### [Text shown]

What was the outcome?
Physical requirements of typical stages within the race can be seen here.
Average daily energy intake was 5415Kcal±567.
The nutritional daily profile was as follows: Carbohydrate, 12.5±1.8 g/kg of body weight (BW) (65.0±5.9%, percentage of total energy intake) with a consumption of 46.2 g of fibre per day of competition; fat, 1.5±0.5 g/kg BW (17.9±5.6, percentage of total energy intake); and protein, 3.3±0.3 g/kg BW (17.1±1.6%, percentage of total energy intake). The macronutrient split can be seen in the pie chart below.
To put this into perspective a 70Kg rider in this study would be eating a macro nutrient split of 875g of CHO, 105g of Fat and 231g of Protein.
Interestingly and perhaps unsurprisingly the elite professional athletes adhered to the within performance fuelling guidelines eating 90g/hr of carbohydrate on average.
Regarding changes in body composition weight and thus BMI were significantly reduced after the Grand Tour. Sum of skinfolds also significantly decreased along with percentage body fat and fat mass.
Conclusions, how does this apply to us?
It goes without saying that these are not your average nutritional demands. One thing that struck me as interesting was the high levels of protein intake over the day and lower levels of fat intake (high carbohydrate is expected). Protein recommendations generally fall under 2g/Kg body weight per day, but, it has been shown that endurance athletes tend to eat over their required amount2,3. The fat intake was slightly lower than the suggested intake for athletes which is 20-35% of total daily energy4. This could possibly inhibit the absorption of vitamins A, D and E whilst failing to provide the correct quantity of essential fatty acids.

### [Task instructions]
(1) Decide whether each statement below agrees with the passage above on the nutrition of Grand Tour riders. Give yes or no for (a), (b) and (c), and quote the words of the passage that decide each one. (a) The riders ate about 90 g of carbohydrate per hour on average. (b) Percentage body fat rose over the Grand Tour. (c) The riders' fat intake was above the suggested intake for athletes.
(2) Carry on the passage about Grand Tour riders' nutrition, picking up after its final sentence.

### [Data section]
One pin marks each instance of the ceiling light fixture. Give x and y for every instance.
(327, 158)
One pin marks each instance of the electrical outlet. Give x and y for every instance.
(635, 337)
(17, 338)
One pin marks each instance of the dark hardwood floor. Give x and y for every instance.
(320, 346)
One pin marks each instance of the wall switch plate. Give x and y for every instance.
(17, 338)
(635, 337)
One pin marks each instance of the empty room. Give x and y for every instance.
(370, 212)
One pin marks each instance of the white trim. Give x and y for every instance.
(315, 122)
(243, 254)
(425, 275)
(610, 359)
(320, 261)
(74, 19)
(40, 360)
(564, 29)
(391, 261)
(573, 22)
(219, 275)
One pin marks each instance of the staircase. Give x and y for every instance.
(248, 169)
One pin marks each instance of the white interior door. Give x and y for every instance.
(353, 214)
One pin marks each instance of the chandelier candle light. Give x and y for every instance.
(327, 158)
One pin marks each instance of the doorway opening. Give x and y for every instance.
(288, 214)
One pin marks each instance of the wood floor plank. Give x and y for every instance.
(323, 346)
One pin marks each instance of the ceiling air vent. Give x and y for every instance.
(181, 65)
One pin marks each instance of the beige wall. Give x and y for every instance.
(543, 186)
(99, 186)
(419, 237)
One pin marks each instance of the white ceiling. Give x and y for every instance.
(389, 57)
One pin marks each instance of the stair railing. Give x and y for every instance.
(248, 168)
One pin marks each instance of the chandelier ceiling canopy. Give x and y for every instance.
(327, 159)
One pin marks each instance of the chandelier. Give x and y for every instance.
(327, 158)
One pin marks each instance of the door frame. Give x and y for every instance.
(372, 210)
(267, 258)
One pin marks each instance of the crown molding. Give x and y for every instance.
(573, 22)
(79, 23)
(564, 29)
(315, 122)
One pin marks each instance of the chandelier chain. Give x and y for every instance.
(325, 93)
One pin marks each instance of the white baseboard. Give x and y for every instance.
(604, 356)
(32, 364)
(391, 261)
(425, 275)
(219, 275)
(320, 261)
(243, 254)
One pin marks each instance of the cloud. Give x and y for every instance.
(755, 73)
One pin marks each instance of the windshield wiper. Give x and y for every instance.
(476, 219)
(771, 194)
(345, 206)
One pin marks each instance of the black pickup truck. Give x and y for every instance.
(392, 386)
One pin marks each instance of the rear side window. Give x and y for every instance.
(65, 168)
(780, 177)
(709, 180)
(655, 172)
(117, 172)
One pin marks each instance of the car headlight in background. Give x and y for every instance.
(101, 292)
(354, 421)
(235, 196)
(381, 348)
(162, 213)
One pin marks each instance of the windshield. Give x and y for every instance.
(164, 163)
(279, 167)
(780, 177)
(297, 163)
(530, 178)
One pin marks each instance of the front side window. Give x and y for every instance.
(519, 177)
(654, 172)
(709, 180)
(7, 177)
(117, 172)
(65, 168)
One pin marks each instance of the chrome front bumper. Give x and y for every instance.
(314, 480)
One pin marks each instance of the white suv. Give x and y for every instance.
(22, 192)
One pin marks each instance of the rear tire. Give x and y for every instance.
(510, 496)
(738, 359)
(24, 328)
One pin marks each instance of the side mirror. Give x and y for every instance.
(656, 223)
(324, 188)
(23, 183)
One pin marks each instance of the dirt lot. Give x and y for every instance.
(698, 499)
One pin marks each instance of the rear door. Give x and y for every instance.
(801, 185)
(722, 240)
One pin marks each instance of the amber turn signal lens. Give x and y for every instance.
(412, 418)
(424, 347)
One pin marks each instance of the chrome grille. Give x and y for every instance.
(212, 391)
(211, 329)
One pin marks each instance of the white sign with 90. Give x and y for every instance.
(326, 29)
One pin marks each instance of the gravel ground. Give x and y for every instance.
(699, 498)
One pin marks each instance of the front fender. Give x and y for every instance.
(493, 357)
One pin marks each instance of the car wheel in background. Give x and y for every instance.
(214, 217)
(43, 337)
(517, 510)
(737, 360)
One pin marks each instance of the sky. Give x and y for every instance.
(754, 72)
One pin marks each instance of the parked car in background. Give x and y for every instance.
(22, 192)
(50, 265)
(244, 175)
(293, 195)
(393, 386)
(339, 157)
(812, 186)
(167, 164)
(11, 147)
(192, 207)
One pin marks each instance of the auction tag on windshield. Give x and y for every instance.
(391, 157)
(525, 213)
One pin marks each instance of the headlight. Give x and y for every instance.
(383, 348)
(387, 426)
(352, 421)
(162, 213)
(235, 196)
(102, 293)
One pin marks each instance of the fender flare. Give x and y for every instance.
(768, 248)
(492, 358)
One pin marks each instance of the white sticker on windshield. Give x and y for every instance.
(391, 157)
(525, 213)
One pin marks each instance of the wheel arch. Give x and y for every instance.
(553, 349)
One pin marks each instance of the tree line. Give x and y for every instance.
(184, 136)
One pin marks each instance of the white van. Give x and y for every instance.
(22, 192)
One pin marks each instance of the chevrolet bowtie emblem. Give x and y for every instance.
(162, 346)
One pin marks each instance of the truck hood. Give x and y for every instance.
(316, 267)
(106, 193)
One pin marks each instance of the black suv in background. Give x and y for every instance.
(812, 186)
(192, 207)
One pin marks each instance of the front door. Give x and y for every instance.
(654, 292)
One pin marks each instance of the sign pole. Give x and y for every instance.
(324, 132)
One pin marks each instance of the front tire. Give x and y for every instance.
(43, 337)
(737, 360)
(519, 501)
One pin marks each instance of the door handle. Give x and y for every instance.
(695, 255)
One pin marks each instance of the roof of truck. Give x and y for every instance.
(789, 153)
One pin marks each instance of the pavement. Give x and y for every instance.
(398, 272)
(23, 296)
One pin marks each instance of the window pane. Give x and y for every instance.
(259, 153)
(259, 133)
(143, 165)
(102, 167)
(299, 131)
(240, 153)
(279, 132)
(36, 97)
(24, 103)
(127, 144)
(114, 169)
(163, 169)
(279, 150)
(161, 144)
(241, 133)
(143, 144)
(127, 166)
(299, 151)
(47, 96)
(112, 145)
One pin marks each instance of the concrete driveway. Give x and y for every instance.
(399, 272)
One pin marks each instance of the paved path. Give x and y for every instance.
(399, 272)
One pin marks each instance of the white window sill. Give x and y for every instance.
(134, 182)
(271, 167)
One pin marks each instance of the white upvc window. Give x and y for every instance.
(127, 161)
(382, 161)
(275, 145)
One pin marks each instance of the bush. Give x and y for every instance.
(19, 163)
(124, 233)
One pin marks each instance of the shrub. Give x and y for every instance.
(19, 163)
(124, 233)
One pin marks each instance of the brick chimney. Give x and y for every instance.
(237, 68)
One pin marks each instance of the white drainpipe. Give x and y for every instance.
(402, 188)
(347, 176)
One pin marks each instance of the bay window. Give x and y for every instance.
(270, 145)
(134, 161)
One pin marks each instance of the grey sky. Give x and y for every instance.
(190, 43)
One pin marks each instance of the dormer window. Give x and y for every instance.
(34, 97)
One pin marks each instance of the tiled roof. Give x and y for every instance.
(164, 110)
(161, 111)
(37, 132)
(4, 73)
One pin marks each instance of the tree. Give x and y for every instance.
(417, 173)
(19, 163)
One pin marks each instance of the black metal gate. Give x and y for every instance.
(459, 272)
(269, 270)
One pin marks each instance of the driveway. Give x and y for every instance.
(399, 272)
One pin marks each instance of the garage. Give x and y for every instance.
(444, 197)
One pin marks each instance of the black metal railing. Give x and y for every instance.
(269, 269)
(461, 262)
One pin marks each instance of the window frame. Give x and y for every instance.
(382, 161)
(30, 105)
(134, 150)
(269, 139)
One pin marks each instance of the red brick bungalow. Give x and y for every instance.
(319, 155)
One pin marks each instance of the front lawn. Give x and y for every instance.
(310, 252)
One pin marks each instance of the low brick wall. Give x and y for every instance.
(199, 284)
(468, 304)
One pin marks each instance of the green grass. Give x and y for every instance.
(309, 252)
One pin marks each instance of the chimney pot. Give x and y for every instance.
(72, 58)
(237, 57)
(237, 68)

### [Responses by item number]
(1)
(a) Yes: "eating 90g/hr of carbohydrate on average"
(b) No: "Sum of skinfolds also significantly decreased along with percentage body fat and fat mass."
(c) No: "The fat intake was slightly lower than the suggested intake for athletes"

(2)
Daily calorie deficits were recorded which led to a loss in weight, BMI and fat mass but interestingly no change in muscle mass. In general, we do not want to be calorie deficit when undertaking endurance training or racing unless under specific observation and guidelines from a professional. Energy deficiency can seriously inhibit performance through a multitude of ways (a topic for another day perhaps!).
In conclusion, we know professional cyclists are top class athletes but they’re also top-class eaters, especially on the bike. This is most likely where most of us could see immediate performance gain and health changes. Having a decreased fat intake doesn’t facilitate performance but rather it inhibits absorption of nutrients. For us fat should not be treated as an “avoid at all cost” nutrient. We should also bring our awareness to our total daily intake when competing in multiday events and aim to limit any calorie deficits which may occur.
If you have any further questions or would like to be put in contact with one of our qualified nutritionists here at Premier Endurance please email info@premierendurance.ie.
References:
1 Muros, J. J., Sánchez-Muñoz, C., Hoyos, J., & Zabala, M. (2019). Nutritional intake and body composition changes in a UCI World Tour cycling team during the Tour of Spain. European journal of sport science, 19(1), 86-94.
2 Sánchez-Muñoz,C.,Zabala,M.,&Muros,J.J.(2016).Nutritional intake and anthropometric changes of professional road cyclists during a 4-day competition. Scandinavian Journal of Medicine & Science in Sports, 26, 802–808.
3 Rehrer,N.J. ,Hellemans,I.J.,Rolleston,A.K.,Rush,E.,&Miller, B. F. (2010). Energy intake and expenditure during a 6-day cycling stage race. Scandinavian Journal of Medicine & Science in Sports, 20, 609–618
4 Rodríguez, N. R., Di Marco, N. M., & Langley, S. (2009). American College of Sports Medicine position stand: Nutrition and athletic performance. Medicine and Science in Sports and Exercise, 41(3), 709–731.